══ Material provided

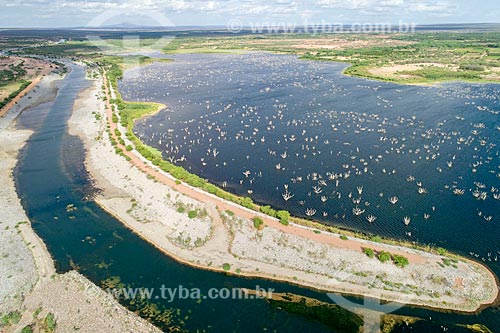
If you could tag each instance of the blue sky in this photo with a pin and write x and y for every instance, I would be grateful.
(71, 13)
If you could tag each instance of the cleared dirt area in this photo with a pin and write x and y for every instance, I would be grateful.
(33, 67)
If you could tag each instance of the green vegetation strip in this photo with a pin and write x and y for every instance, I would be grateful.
(24, 85)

════

Please give every line above again word for word, apart from the pictures.

| Written response |
If you could tag each instance of the blue sky in this photo with a pin and write x and y for every instance, I would be grateful.
(71, 13)
If you could tag each instance of the cleared dirt area in this photo with a pin and write x and y for every instance, I would be grateful.
(33, 67)
If you could tag each instance of the green vegetation strip in this photo with a pin and write x and y for every instance, I would be grateful.
(24, 85)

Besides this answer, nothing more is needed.